**Task directions**
List each line from the records below that contains the word "dress".
:: Data section
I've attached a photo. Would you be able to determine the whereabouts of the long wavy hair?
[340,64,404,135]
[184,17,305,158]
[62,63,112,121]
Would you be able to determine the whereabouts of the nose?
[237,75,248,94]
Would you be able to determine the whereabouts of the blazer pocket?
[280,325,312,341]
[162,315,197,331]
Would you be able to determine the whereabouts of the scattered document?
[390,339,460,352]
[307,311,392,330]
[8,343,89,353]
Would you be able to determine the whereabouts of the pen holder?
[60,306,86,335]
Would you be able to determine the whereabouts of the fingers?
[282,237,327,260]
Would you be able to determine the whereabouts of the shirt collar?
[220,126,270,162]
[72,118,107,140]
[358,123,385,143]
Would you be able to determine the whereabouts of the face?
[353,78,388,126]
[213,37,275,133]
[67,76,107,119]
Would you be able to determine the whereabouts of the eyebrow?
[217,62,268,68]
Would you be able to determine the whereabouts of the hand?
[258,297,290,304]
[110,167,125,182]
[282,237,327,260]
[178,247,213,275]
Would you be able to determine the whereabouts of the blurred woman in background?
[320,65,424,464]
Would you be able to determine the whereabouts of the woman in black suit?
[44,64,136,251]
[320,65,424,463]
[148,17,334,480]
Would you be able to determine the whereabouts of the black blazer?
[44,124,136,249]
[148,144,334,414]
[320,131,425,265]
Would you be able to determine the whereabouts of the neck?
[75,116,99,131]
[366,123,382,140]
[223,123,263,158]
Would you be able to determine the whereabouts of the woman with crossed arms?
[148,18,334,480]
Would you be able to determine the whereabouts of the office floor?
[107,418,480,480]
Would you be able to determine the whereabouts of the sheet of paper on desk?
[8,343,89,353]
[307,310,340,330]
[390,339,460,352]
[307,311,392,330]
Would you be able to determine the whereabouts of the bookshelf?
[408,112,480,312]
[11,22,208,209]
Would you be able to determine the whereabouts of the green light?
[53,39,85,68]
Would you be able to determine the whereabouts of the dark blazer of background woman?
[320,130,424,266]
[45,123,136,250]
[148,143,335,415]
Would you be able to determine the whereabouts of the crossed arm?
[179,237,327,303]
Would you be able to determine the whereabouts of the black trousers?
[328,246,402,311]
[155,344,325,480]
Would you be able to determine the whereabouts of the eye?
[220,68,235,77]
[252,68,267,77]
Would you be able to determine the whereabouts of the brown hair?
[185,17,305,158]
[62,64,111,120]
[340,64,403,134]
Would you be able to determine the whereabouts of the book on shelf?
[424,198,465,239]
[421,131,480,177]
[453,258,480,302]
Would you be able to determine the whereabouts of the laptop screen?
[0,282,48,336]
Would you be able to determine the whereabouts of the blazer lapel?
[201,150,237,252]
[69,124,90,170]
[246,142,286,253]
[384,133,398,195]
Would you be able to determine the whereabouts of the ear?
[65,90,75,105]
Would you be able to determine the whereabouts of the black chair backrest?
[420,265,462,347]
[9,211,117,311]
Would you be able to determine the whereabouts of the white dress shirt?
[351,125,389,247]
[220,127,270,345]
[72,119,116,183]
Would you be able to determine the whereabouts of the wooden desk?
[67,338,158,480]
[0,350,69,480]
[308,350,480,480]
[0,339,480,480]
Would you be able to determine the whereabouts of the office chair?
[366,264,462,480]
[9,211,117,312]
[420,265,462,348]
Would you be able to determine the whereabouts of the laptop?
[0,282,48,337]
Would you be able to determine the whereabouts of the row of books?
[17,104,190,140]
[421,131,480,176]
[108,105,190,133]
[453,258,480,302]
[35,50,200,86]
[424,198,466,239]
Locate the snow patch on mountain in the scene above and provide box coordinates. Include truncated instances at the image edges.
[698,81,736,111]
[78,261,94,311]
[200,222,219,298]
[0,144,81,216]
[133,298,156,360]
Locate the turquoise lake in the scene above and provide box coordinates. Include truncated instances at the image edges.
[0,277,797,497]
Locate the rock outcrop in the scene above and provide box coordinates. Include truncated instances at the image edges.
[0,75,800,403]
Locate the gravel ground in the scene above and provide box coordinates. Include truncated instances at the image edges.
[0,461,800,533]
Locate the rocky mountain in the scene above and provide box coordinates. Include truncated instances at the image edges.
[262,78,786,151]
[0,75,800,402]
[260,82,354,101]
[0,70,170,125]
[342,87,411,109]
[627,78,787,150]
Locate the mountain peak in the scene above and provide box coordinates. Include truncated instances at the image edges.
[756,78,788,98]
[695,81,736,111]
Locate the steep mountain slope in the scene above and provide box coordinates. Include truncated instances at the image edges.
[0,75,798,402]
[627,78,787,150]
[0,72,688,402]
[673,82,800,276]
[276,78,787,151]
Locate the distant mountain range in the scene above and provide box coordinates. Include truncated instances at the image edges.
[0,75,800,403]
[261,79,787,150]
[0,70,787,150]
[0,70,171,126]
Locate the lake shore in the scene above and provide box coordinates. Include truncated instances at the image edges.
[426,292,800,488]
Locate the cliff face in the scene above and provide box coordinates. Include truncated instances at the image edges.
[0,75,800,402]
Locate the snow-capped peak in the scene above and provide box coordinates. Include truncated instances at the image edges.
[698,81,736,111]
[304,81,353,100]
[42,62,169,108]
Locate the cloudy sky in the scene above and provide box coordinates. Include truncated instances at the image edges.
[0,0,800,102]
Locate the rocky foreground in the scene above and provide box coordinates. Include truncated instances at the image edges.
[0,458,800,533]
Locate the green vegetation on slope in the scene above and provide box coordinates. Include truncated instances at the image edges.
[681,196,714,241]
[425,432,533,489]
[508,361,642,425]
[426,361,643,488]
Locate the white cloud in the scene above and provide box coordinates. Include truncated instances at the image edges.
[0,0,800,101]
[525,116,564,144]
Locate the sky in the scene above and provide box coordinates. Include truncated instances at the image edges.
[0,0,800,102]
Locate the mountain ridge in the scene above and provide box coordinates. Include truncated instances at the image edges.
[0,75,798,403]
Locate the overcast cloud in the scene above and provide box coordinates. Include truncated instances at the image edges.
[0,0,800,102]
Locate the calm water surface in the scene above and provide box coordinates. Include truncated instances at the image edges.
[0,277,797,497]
::::
:: Data section
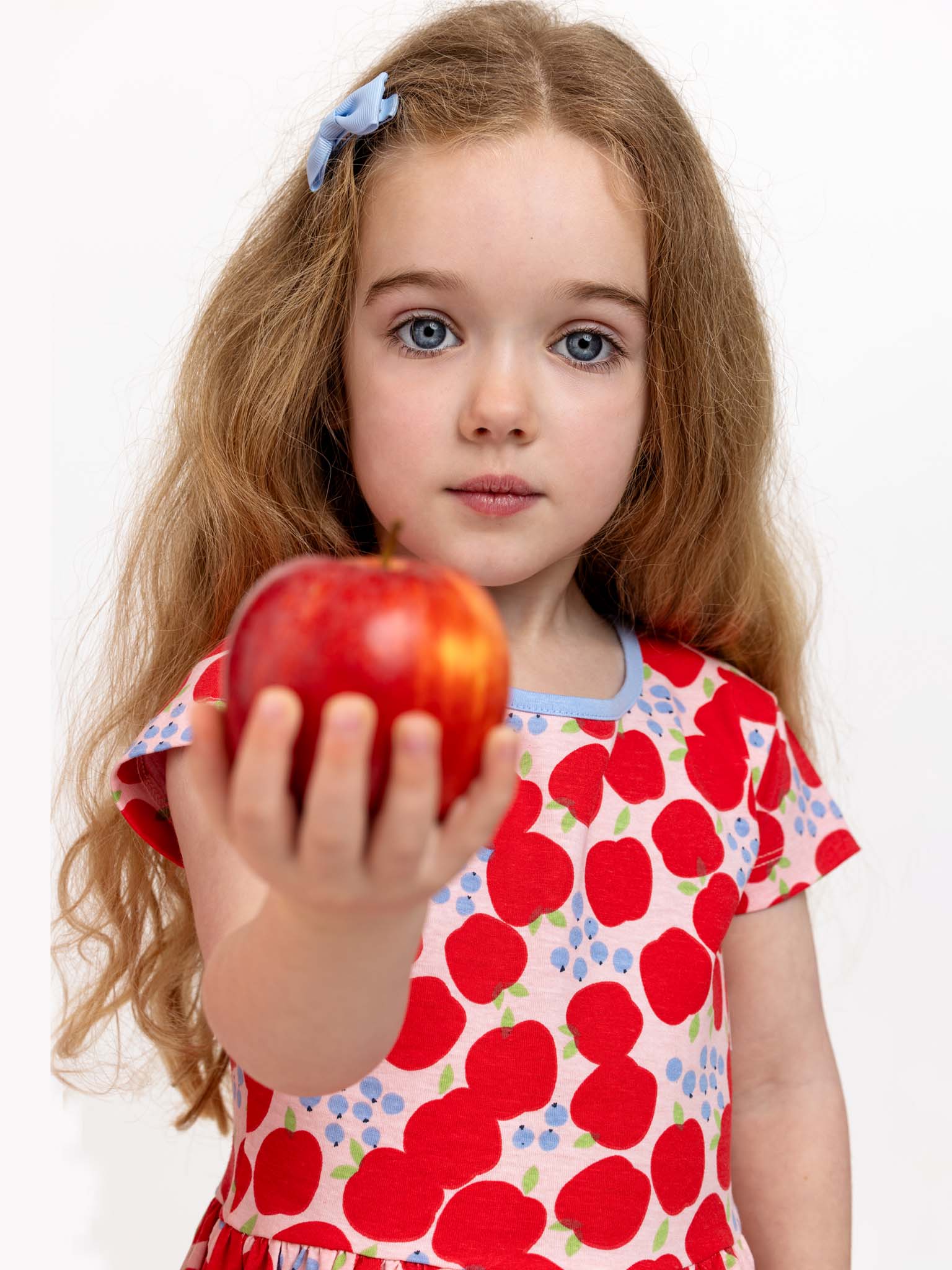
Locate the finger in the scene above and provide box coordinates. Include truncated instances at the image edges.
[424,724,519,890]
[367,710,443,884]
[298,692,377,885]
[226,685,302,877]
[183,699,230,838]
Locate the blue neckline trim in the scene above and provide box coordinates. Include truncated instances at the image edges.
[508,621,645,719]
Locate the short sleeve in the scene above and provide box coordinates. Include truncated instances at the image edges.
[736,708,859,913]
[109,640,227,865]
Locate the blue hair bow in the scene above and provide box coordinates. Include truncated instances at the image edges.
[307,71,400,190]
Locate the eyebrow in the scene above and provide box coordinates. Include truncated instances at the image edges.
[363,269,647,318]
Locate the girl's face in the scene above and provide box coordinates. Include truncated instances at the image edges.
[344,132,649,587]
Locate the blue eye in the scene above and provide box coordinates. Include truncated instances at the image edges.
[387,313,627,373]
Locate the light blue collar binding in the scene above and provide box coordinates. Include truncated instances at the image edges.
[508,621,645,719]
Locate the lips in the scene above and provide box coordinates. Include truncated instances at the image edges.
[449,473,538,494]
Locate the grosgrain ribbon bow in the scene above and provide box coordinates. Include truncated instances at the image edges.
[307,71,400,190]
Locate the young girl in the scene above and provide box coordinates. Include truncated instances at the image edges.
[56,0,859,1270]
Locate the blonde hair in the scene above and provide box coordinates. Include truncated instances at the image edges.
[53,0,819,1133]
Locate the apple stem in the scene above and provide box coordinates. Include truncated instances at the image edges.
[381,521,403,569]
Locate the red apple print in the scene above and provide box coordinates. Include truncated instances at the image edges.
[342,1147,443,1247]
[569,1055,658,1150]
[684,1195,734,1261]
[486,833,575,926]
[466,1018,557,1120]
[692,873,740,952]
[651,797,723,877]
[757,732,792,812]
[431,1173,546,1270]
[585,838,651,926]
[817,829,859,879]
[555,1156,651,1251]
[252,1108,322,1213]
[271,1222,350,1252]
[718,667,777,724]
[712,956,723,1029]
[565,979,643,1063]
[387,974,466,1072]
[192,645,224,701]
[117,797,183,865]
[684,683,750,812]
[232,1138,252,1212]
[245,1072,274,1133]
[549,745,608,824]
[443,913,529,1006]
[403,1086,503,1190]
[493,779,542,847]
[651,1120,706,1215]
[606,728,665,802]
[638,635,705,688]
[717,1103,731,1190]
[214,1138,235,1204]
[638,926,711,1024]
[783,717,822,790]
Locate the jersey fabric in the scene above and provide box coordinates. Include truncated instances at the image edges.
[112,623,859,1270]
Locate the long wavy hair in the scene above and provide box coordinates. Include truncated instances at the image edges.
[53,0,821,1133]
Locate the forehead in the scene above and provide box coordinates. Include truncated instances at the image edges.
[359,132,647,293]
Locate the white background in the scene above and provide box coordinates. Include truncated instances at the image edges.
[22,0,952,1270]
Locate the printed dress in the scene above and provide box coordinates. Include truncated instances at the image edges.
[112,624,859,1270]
::::
**Solution**
Would you be able to determine the whereabouts of the white dress shirt?
Locate the printed dress in the scene above and provide box coordinates. Include truncated instances at the image edges.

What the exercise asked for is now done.